» WORK INSTRUCTION:
Every line below between the one holding "target=car roof" and the one holding "target=police officer on horseback", inclusive, should be copied exactly, and no other line.
=======
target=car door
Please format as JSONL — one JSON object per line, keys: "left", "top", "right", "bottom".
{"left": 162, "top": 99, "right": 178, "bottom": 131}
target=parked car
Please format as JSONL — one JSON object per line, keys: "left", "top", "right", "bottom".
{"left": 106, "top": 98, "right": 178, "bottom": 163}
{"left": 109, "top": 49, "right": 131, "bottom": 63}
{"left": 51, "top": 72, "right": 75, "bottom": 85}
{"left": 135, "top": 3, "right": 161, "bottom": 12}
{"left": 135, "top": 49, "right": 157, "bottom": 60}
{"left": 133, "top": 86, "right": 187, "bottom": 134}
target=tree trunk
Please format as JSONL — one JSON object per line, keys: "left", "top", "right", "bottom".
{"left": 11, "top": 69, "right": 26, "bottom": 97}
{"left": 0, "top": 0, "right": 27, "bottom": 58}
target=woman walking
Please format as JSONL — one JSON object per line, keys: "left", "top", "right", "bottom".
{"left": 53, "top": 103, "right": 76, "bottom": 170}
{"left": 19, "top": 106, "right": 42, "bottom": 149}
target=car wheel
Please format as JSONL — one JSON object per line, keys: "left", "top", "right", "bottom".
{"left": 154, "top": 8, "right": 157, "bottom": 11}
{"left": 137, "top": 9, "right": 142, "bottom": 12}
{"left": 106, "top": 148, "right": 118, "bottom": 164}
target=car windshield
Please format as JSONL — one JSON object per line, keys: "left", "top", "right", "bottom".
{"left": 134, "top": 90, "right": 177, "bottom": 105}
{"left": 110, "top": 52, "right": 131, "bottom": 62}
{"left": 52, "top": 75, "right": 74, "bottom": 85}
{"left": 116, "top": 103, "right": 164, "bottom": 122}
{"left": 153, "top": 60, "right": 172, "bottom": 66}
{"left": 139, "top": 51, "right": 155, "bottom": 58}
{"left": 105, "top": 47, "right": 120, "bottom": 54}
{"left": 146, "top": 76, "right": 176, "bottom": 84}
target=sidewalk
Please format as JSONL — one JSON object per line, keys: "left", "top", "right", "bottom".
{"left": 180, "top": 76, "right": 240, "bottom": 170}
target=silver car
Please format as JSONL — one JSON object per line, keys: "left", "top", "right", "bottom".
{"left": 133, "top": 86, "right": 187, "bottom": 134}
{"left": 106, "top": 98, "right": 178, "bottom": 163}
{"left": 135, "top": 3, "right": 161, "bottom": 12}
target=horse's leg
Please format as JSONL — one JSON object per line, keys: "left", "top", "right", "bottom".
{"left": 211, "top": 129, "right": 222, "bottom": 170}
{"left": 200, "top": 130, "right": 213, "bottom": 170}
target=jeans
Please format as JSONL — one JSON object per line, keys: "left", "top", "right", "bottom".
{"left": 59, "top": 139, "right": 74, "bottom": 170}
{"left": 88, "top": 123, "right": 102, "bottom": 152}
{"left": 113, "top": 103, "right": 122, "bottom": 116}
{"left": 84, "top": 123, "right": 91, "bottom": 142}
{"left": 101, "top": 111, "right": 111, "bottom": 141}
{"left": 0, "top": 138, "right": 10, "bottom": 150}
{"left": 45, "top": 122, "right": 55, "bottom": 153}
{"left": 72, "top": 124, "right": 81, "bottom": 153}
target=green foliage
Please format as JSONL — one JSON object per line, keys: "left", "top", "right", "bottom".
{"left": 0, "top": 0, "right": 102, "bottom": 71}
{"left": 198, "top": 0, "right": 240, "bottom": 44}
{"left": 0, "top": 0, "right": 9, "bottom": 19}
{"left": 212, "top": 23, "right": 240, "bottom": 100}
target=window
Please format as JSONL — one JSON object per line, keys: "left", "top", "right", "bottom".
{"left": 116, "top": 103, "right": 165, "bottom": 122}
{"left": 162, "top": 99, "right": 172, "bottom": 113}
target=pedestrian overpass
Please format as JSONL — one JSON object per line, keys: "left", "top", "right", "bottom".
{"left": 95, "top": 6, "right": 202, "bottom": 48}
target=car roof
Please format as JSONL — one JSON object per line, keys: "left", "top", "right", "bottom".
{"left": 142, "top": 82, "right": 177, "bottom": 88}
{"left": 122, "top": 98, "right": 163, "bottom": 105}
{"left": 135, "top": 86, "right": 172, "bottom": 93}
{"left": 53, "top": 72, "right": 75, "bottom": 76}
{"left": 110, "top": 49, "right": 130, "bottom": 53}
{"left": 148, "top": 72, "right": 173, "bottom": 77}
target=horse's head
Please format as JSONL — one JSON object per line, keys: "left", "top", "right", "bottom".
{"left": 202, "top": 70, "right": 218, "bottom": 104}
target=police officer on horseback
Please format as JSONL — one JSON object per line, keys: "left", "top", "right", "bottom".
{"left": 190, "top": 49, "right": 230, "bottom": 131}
=======
» YOUR RESPONSE:
target=car roof
Please format as JSONL — one JSON object per line, keys: "left", "top", "right", "bottom".
{"left": 142, "top": 82, "right": 177, "bottom": 88}
{"left": 122, "top": 98, "right": 163, "bottom": 105}
{"left": 135, "top": 86, "right": 172, "bottom": 93}
{"left": 53, "top": 72, "right": 75, "bottom": 76}
{"left": 110, "top": 49, "right": 130, "bottom": 53}
{"left": 148, "top": 72, "right": 173, "bottom": 77}
target=horse's head
Please format as JSONL — one JSON object per line, keys: "left", "top", "right", "bottom".
{"left": 202, "top": 70, "right": 218, "bottom": 104}
target=police officer on horseback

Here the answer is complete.